(Document passage)

How to self-improve . . .
Days are fraught, nights are sleepless. My husband and I decided there was only one way we could possibly make it to Election Day and beyond without our blood pressures spiking off the charts. We would wean ourselves off of caffeine.
Ordinarily, we fire up our espresso maker several times a day, so we buy coffee beans by the 2.5 pound sacks. I purchased 3 large bags of regular coffee and 1 large and 1 small bag (12 ounces) of decaf. We opened Large Bag #1 and the small bag of decaf, relegating the others to the pantry. The self-improvement adventure had begun.
Day 1: We mix together a scoop of coffee beans from the opened Large Bag #1 and another from the small decaf bag, grind them up, and treat ourselves to a half-caf espresso the first thing in the morning. Not too bad. We do the same after lunch.
Day 2: A repeat of Day 1. Somewhere in the afternoon, my husband asks if I want a “real,” totally-caffeinated, espresso. Our resolve to wean is overcome by a creeping afternoon fatigue. Maybe just this once. Afterwards, we feel guilty but agree that yes, the full-caffeine brew certainly did perk us right up.
Day 3: Repeat of Day 1 morning. I am becoming annoyed that my husband keeps offering to make “real” espresso because, well, doesn’t that defeat our whole purpose? I am suspicious of the afternoon espresso he made because I think I heard the crinkle of only one bag. And, after I drank it, it did make me feel much zippier.
Day 4: See Day #3.
Day 5: I decide that I like the zippy afternoon. I am now grinding beans almost exclusively from regular Large Bag #1, with a sprinkle from small decaf bag just to make things look good.
Day 6: Still doing the half-decaf upon awakening, but now our “second cup” of the morning AND the afternoon is the real deal. We are disappointed in ourselves. What are we, children with no sense of discipline? We resolve to do better.
Day 7: We do not do better. And my husband admits that the full-caffeinated espressos that he’s drinking throughout the day are keeping him up at night. His insomnia is worse than before. We chide ourselves for our caffeine addiction, and begin a second week with an even firmer resolve to reduce our caffeine by half.
Day 8, 9, and 10: We are sticking to the plan, except when we aren’t, because of “special circumstances” that yes, require caffeine, like “I can’t write without it. Yesterday when I had the full-strength stuff my head immediately cleared and my prose was crisp.” Husband is cheating because he has noticed that caffeine really does give him the jolt he needs to dismantle what is left of the garden. Large Bag #1 rests on the kitchen counter and calls to us on the regular. To our shame, we keep answering.

(Required work)
A: Answer these from the caffeine diary:
(i) How many large bags of regular coffee were bought?
(ii) What does the husband admit on Day 7?
(iii) During Days 8, 9, and 10, what job does the husband say caffeine helps him do?
B: Go on with the caffeine diary from the point where it stops.
The data after this text isn't needed for anything here.

(Data extract)
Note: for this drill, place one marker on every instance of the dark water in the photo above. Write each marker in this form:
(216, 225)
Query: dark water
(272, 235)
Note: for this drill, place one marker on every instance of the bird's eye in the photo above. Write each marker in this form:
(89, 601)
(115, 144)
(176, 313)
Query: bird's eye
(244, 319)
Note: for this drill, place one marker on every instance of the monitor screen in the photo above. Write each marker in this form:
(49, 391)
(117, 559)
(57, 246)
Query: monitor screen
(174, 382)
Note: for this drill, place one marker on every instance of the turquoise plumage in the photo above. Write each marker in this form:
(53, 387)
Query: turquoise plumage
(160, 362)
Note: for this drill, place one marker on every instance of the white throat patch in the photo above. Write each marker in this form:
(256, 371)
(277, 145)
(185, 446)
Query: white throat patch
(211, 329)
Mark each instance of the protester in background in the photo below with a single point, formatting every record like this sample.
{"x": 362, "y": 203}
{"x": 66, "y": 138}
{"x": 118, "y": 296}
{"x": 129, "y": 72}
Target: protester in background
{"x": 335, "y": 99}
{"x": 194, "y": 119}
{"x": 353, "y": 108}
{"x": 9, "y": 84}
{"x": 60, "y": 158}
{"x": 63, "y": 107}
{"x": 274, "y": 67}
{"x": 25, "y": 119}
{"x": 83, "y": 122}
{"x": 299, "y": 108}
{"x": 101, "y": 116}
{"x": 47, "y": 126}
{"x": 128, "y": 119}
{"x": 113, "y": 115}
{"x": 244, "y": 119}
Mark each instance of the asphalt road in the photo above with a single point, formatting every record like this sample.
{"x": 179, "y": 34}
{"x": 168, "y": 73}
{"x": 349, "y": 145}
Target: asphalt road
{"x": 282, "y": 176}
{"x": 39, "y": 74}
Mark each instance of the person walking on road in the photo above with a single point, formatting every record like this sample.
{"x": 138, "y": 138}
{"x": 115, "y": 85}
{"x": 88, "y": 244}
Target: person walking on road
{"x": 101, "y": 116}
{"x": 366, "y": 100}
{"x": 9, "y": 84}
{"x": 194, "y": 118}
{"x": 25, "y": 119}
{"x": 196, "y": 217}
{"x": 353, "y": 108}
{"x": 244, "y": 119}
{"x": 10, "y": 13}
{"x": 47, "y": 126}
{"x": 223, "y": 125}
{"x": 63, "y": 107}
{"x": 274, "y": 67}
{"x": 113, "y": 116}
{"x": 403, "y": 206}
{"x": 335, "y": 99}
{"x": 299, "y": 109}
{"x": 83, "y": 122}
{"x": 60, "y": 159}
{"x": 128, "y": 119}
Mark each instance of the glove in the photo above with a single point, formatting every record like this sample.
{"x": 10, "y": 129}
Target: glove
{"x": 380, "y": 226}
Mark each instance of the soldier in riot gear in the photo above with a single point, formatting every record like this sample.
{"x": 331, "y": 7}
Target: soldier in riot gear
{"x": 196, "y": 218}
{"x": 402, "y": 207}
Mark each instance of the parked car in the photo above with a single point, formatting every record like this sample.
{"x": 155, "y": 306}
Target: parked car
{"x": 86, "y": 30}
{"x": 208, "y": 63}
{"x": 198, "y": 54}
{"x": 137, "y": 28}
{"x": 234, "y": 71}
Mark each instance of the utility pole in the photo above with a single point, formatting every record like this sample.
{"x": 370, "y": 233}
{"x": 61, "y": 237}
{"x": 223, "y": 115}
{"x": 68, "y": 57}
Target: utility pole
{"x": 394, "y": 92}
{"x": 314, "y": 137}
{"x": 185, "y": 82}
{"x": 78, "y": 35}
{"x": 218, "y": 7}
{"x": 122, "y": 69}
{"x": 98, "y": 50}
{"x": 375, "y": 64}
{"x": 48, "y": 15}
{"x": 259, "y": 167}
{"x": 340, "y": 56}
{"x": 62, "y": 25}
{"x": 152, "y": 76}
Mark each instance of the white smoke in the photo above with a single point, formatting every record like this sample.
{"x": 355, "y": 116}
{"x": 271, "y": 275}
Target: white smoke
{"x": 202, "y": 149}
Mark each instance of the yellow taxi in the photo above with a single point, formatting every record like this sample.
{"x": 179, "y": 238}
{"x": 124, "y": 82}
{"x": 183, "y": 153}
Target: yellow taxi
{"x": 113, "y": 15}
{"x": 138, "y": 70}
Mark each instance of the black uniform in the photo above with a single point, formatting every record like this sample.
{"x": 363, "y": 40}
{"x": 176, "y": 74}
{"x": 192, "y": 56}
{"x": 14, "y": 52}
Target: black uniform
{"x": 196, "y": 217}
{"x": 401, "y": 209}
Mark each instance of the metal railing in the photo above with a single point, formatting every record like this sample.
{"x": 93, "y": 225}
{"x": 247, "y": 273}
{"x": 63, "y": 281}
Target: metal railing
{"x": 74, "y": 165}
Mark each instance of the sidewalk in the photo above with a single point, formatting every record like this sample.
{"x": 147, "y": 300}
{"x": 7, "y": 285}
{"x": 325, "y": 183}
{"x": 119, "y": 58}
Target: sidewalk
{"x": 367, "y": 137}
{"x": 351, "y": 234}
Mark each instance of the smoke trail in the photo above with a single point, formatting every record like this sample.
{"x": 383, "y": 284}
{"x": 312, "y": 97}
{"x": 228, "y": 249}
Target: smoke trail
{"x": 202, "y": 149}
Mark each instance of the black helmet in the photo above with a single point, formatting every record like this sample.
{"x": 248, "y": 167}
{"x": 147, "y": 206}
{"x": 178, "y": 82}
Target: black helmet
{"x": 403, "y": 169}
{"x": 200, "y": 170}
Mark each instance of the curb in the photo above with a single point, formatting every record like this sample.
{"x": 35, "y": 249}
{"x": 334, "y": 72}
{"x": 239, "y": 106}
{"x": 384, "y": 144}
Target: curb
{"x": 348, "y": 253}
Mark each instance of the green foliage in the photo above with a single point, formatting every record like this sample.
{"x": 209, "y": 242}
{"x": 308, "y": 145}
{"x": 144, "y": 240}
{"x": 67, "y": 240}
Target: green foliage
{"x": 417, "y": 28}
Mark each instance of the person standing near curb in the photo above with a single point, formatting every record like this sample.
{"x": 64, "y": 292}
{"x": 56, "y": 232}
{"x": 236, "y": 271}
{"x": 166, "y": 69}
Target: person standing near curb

(Task-by-task results)
A:
(i) Three.
(ii) The full-caffeinated espressos he drinks throughout the day are keeping him up at night.
(iii) Dismantling what is left of the garden.

B:
Day 11: We are doomed. Large Bag #1 is now about 1/3 full, and the small decaf bag, husband announces, is empty. “We need to buy more decaf,” he says. I sigh and ask if he has looked in the pantry. I know there is a large bag of decaf there from our original big coffee purchase. He insists not, which means I have to play the traditional wife role I deplore and ONCE AGAIN GO LOOKING FOR IT MYSELF.
Wait, what? As suspected, there are three large bags of coffee beans in the pantry. But my husband is right. All of them are regular, caffeinated coffee. I know I bought a large bag of decaf. Have I lost my mind?
We discuss. It’s a sign. Maybe we do not really want to wean ourselves off of caffeine after all. We both acknowledge that in our cheating moments, caffeine made all the difference, got us through the day. There are so few pleasures in this time of Covid—we are rhapsodic about our afternoon jolt. A night or three of insomnia, a sense of the caffeine jitters late in the day—haven’t they been totally worth it?
And then, I pick up the close-to-empty Large Bag #1 and our unthinkable folly is there, right there on the label. In block letters, it says “espresso decaf.” I read it aloud, shrieking, really. My husband keeps shouting, “What!” We start to comprehend.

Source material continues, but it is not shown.